■ **Textauszug**

- - -

# Strom für Boxen über PC?



## MSAB (26. Juni 2008)

Moin moin,
aalso, ich hatte bisher an meinen Pc zwei kleine Boxen dran, die ihren Strom über ein entsprechendes Netzteil gezogen hatten. 

Nun bin ich gerade auf die Idee gekommen, die deutlich besseren Boxen meiner kleinen Anlage (Diese hier), welche eh nur in der Ecke rumstand, an meinen PC anzuschließen. Das funktioniert soweit auch, allerdings ist mir aufgefallen, dass diese ihren Strom ja über den Pc beziehen müssen (Da sie ja kein Netzteil haben).

Ich wollt jetzt mal fragen, inwiefern das gut geht, oder ob es da Komplikationen geben könnte. 

MfG MSAB


PS: Ich hab den Aldi-PC von vor 2,5 Jahren


----------



## AndreG (27. Juni 2008)

Moin,

Wie man vll. wissen sollte haben normale Boxen für Anlagen kein Stromkabel. Die Spannung wird von der Anlage auf das Boxenkabel gelegt.

- - -

■ **Bereitgestellte Zeilen**
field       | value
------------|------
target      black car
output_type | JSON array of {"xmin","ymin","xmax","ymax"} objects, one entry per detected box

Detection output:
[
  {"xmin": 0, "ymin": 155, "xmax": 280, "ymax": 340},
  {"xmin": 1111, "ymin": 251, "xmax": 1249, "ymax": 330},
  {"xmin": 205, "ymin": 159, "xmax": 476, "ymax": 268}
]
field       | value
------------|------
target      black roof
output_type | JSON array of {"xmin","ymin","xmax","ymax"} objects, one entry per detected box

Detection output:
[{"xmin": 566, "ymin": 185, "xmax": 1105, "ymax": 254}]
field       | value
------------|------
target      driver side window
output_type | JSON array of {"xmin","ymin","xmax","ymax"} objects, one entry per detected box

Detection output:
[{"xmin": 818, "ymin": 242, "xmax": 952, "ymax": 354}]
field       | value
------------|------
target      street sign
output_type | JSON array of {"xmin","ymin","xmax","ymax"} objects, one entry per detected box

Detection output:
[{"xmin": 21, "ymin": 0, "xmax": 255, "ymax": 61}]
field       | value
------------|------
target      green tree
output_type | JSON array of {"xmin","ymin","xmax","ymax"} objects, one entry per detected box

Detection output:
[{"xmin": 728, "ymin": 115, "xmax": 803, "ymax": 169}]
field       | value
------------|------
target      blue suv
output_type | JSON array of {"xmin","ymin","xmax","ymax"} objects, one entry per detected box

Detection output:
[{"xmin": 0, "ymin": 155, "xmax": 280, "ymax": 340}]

- - -

■ **Schriftliche Aufgabe A**
Wie bekommen normale Boxen für Anlagen laut AndreG im Textauszug ihre Spannung?
■ **Schriftliche Aufgabe B**
Nenne bitte alle Gruß- und Abschiedsformeln, die im Textauszug vorkommen.

■ **Erwartete Antwort A**
Die Anlage legt die Spannung auf das Boxenkabel.

■ **Erwartete Antwort B**
Moin moin, MfG, Moin